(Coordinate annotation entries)
•••••
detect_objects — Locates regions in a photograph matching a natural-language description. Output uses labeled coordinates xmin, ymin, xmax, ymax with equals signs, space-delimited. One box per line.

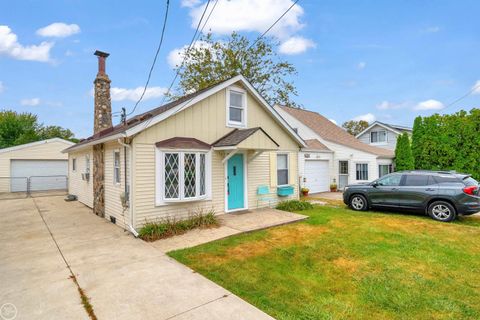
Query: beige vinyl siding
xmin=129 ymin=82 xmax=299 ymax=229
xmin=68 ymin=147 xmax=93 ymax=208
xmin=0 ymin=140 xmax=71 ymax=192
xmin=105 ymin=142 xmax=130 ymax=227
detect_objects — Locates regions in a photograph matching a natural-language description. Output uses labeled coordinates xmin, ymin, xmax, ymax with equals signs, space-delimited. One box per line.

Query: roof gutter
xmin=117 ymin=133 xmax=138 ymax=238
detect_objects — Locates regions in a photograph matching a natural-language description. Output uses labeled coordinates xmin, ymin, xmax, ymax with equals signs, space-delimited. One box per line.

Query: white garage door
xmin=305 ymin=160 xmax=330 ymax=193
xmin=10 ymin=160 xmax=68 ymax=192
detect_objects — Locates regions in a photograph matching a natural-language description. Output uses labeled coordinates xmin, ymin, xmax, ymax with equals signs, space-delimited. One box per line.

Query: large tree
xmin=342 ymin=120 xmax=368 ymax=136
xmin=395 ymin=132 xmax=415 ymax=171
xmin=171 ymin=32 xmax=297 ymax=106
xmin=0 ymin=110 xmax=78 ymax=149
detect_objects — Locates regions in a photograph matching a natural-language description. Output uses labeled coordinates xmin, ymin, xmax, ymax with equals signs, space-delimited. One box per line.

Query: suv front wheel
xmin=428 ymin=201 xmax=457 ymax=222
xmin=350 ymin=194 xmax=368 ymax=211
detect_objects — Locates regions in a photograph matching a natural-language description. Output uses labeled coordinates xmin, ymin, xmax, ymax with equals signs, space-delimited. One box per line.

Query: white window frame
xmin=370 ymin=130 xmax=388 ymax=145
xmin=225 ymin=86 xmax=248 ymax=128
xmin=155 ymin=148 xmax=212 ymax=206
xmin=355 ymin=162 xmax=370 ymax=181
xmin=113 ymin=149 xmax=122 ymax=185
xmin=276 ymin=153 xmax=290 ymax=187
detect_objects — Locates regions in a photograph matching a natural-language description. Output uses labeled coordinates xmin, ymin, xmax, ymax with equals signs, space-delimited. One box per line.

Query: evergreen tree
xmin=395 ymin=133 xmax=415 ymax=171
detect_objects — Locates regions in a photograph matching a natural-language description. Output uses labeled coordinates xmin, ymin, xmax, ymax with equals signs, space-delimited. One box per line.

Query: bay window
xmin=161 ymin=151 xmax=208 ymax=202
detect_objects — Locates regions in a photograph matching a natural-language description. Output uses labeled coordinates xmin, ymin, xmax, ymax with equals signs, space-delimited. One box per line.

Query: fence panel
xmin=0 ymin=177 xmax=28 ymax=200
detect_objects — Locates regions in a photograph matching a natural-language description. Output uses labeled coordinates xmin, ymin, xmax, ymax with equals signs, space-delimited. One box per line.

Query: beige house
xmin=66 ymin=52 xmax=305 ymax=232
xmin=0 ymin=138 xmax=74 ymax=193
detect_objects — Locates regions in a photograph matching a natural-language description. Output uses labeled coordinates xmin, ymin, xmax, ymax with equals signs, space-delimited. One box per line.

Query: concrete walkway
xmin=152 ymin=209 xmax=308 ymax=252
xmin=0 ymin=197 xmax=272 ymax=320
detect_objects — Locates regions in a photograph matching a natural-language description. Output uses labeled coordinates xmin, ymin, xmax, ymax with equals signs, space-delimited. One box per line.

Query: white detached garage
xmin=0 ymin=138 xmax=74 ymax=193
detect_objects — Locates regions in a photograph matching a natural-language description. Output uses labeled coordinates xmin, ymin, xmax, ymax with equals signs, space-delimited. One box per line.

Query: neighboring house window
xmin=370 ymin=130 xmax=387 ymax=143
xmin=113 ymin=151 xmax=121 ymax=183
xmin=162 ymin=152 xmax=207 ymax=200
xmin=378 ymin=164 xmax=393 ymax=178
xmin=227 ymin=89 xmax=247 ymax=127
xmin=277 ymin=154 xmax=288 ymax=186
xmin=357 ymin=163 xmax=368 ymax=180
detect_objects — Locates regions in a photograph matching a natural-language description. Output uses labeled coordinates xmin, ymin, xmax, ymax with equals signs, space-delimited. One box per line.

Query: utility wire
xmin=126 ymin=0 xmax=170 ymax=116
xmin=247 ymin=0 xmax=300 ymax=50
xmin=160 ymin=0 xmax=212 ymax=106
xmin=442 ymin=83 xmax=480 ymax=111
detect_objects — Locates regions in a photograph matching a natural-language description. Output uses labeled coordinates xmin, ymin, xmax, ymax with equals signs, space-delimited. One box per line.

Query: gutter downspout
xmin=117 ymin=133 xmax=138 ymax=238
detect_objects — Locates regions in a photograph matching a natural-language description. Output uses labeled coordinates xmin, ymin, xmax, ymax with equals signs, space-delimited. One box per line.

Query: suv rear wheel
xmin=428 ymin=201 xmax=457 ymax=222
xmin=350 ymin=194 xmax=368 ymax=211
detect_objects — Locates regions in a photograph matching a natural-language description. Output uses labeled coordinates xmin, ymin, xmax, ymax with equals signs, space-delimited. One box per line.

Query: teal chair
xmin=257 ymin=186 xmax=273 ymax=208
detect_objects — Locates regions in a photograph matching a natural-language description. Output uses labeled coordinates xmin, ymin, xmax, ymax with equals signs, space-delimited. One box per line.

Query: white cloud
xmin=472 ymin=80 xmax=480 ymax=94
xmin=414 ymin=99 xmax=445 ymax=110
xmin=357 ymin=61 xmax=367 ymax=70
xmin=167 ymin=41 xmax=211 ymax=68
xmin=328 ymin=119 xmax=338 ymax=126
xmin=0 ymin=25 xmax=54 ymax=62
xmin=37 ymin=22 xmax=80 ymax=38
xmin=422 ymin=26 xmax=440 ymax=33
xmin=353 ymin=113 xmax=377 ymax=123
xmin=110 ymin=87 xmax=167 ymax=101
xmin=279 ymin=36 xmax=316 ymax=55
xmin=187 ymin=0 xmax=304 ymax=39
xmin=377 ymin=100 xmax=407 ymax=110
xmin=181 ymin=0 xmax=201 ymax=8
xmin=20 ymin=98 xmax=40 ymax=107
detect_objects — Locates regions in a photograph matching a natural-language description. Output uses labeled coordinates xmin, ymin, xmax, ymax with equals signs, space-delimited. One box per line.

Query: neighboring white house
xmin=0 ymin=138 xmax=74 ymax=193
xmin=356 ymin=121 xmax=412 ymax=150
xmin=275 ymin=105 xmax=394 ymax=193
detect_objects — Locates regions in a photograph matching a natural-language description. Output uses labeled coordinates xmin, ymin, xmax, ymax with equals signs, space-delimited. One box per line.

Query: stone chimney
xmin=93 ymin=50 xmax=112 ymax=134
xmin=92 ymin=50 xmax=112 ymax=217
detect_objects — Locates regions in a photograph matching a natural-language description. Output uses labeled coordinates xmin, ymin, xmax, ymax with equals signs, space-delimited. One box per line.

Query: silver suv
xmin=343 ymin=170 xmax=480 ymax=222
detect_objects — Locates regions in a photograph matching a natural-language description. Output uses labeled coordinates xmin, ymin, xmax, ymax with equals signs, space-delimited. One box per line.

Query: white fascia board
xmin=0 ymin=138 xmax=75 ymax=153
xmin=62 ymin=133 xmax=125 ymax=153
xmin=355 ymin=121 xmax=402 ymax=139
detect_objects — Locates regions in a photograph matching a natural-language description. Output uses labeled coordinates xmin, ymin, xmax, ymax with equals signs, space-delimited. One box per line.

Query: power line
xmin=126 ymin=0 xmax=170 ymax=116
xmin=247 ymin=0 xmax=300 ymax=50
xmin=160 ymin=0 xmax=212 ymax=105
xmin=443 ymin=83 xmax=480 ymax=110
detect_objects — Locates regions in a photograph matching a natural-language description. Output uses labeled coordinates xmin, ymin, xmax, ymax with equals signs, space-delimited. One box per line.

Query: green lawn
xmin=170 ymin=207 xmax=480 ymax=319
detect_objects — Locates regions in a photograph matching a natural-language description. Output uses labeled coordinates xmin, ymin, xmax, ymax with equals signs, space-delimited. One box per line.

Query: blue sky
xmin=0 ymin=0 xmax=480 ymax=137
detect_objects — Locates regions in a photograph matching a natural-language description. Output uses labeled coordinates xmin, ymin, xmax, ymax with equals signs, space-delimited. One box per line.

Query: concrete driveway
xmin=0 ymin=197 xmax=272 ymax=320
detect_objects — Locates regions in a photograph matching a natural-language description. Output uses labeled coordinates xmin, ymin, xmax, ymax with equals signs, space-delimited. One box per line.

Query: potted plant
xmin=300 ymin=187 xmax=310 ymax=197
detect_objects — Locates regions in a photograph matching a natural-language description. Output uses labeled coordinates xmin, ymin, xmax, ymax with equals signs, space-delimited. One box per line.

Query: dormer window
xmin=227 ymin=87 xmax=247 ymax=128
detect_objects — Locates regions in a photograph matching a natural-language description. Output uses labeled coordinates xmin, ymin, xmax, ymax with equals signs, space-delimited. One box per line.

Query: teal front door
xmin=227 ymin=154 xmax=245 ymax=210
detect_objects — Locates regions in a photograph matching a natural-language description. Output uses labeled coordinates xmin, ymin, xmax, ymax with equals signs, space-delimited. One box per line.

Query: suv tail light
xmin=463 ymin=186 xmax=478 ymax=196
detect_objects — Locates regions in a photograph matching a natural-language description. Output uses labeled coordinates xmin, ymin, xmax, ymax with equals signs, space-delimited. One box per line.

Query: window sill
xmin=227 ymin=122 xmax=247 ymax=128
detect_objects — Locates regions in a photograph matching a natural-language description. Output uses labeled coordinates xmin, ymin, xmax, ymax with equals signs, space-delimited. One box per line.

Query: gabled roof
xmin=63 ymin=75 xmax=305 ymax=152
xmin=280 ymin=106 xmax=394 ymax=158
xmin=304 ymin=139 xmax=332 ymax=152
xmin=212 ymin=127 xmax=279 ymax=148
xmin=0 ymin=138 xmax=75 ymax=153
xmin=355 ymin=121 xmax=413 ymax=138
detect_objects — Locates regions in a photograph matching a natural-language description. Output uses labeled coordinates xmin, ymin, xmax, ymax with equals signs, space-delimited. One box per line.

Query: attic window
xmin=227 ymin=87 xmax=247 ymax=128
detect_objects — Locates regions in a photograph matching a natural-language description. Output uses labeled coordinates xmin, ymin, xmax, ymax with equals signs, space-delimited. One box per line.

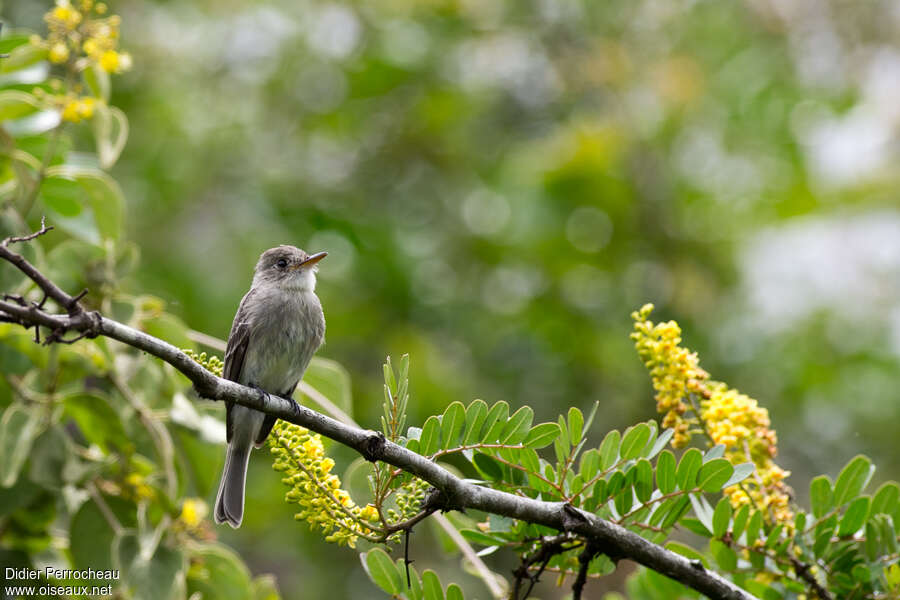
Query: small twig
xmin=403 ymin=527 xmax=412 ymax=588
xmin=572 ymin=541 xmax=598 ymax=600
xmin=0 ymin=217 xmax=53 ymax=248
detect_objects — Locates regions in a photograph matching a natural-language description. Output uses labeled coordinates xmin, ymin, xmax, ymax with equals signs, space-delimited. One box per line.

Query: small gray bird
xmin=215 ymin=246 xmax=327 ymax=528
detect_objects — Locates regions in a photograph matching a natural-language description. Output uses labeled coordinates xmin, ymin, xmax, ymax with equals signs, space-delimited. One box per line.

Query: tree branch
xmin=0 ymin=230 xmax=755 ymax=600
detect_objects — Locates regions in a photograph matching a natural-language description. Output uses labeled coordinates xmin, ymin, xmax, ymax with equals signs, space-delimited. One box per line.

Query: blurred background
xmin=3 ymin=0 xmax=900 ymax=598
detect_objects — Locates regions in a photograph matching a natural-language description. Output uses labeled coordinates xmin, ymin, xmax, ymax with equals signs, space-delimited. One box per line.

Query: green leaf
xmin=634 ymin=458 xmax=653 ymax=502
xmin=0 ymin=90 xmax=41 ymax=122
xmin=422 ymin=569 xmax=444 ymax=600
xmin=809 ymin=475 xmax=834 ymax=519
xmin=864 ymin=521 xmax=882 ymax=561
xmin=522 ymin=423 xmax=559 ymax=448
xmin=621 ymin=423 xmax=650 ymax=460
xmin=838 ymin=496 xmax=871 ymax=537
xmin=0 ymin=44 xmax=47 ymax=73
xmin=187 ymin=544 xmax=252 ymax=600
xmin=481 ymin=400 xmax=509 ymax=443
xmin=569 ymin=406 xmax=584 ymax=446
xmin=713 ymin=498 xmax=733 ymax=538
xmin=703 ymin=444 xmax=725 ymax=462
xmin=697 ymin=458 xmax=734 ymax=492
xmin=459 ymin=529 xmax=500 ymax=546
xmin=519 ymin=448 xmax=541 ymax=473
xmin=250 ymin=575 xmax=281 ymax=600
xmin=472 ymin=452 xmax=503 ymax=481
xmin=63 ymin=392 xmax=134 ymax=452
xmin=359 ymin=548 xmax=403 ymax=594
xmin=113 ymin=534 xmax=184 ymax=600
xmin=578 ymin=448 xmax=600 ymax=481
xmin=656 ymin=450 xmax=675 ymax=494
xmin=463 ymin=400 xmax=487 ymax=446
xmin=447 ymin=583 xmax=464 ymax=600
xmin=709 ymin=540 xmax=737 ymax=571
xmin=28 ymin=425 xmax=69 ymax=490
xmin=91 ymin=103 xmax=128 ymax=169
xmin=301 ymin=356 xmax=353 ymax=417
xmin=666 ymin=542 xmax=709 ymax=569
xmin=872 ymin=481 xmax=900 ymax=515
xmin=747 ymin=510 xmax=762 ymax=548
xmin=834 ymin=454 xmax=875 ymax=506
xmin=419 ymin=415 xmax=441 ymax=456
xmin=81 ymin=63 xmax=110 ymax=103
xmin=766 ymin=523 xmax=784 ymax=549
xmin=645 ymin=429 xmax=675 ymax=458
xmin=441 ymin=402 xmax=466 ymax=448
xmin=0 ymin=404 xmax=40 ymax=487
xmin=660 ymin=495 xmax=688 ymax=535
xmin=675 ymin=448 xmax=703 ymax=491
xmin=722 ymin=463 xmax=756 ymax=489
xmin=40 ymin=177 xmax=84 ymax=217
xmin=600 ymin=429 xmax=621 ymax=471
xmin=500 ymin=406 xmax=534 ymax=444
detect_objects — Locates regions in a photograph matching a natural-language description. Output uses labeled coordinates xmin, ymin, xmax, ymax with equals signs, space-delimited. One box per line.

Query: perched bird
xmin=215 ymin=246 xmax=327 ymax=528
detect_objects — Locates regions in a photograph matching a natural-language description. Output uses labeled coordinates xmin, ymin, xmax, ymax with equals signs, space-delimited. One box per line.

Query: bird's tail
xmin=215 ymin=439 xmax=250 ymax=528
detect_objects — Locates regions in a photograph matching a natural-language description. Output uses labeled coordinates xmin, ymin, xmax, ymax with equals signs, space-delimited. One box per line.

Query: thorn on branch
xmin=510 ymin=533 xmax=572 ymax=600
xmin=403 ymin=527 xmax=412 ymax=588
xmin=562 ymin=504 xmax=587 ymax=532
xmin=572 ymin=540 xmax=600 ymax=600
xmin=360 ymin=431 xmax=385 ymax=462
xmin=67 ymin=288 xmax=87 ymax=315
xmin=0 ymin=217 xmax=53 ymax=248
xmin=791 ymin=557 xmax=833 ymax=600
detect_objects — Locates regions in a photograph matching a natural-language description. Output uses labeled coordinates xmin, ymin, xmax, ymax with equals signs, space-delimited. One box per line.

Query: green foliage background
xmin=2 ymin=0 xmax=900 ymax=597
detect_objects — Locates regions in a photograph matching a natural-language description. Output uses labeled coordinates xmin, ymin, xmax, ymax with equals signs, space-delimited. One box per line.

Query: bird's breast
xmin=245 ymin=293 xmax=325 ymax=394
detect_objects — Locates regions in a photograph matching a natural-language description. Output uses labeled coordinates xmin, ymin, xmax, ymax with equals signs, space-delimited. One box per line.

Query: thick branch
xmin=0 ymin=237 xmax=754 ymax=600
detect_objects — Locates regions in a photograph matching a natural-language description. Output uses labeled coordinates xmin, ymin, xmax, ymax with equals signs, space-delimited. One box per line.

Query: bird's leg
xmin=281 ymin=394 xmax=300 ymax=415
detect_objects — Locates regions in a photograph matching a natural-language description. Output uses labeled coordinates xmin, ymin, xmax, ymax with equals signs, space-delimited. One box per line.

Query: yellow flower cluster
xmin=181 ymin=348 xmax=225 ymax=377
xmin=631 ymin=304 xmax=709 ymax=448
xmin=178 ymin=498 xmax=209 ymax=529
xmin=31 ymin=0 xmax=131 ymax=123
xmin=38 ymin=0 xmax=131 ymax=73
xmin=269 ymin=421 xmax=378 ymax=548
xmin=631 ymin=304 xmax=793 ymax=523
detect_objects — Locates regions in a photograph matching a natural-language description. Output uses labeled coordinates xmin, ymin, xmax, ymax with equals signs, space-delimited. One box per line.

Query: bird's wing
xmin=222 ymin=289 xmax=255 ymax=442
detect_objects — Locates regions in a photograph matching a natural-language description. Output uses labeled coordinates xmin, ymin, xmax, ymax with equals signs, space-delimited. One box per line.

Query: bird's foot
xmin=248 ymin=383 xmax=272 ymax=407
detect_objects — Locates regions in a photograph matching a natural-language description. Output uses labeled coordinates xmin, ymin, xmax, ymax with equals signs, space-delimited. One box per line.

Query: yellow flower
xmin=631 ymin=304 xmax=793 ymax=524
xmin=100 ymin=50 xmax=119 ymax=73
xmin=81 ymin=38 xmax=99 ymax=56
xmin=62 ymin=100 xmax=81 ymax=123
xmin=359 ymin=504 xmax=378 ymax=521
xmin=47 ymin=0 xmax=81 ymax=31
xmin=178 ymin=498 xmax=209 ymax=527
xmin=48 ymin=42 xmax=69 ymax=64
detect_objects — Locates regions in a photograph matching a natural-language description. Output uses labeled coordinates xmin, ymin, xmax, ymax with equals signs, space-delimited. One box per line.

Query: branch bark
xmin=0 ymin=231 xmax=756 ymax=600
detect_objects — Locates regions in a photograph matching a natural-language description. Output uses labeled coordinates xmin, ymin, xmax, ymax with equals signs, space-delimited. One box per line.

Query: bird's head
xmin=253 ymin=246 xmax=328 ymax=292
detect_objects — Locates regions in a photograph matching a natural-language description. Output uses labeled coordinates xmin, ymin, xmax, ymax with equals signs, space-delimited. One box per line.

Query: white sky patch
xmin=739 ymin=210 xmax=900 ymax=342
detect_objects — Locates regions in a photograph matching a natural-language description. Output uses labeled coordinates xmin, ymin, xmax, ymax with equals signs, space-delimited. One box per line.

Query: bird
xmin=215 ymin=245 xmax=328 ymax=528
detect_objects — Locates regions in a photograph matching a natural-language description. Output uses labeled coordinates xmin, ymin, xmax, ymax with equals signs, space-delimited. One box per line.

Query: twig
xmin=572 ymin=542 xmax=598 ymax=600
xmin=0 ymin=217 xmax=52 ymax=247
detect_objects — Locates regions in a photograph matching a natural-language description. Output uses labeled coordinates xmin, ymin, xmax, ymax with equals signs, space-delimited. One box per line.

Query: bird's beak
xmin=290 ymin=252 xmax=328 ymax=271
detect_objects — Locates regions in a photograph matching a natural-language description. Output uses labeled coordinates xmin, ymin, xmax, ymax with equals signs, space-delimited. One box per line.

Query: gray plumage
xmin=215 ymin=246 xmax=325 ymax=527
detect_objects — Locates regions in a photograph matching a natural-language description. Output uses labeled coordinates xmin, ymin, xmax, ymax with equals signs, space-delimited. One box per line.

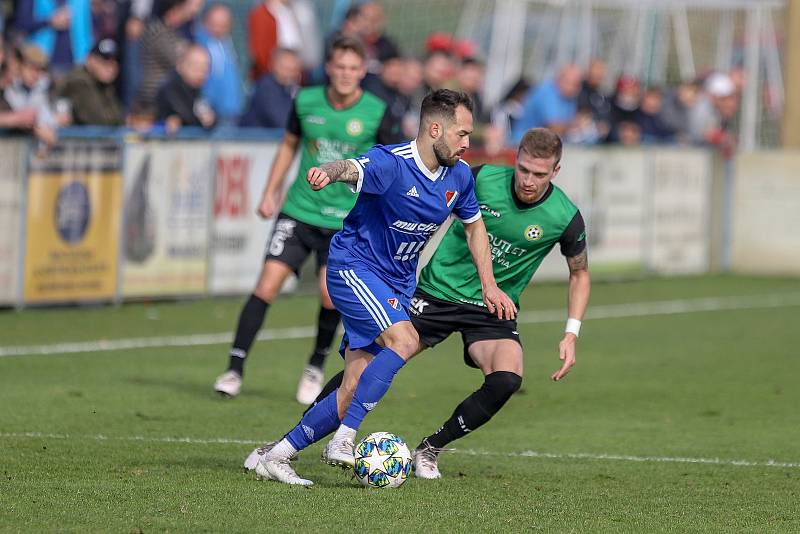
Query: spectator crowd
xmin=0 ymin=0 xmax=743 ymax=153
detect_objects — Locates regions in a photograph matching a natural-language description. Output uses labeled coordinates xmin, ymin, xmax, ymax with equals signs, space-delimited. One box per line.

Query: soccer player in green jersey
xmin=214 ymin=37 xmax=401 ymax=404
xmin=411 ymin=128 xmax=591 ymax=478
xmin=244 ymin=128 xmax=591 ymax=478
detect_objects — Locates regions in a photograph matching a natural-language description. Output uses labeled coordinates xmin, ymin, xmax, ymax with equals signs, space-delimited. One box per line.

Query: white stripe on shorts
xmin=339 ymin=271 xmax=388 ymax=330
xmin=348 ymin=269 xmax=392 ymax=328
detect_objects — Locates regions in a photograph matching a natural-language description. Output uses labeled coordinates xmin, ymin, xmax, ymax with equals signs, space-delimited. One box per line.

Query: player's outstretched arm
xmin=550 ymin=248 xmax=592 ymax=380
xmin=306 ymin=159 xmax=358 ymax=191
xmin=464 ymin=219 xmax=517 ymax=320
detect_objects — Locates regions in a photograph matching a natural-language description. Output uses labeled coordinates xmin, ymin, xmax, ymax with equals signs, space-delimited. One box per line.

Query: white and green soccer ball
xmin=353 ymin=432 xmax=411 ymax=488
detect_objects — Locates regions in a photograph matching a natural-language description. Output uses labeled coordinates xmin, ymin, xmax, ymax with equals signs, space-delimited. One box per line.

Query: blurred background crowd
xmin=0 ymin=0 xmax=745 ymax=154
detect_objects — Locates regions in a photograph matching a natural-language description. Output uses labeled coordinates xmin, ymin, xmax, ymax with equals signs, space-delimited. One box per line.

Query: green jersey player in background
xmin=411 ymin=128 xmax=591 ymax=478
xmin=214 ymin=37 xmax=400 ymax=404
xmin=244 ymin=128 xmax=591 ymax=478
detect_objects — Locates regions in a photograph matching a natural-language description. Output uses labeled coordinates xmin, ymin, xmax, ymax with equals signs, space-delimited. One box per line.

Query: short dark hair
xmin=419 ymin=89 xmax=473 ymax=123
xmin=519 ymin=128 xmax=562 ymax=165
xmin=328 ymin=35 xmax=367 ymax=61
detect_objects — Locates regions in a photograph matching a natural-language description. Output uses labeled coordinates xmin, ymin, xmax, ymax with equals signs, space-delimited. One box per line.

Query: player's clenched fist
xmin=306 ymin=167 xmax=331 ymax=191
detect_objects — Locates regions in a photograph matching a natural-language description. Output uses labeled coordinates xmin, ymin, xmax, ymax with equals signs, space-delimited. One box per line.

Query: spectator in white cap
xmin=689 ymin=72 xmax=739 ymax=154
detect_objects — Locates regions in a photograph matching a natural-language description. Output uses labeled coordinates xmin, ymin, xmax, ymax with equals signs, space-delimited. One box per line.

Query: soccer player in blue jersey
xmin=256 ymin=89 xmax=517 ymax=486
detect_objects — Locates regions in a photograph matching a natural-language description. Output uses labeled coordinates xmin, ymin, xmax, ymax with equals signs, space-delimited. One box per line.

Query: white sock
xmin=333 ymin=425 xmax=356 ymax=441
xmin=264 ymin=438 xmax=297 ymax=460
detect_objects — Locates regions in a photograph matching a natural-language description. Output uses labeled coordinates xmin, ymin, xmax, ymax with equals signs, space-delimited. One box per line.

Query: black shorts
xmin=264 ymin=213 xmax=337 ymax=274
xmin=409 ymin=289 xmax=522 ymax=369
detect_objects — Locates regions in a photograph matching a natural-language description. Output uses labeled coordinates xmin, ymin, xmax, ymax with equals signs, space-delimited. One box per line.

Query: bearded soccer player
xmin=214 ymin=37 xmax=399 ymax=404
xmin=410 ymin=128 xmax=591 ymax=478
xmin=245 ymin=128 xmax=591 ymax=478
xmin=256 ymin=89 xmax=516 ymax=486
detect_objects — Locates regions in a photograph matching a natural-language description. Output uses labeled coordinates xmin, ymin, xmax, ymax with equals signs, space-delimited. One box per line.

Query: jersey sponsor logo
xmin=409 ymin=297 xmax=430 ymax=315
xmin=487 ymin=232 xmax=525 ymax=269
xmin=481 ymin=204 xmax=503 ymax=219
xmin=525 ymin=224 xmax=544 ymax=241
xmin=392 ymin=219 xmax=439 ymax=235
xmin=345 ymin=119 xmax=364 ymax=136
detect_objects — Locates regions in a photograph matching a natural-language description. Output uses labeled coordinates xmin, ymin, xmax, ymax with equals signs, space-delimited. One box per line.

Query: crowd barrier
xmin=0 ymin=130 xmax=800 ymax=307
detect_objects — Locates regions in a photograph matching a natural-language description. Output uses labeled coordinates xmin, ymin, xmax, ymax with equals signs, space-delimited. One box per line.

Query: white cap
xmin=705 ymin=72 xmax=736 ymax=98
•••••
Can you gather every line of the listing above that contains the string "neighboring" and copy each one out in full? Matches must agree in case.

▶ [Written answer]
Query: neighboring house window
Query: neighboring white house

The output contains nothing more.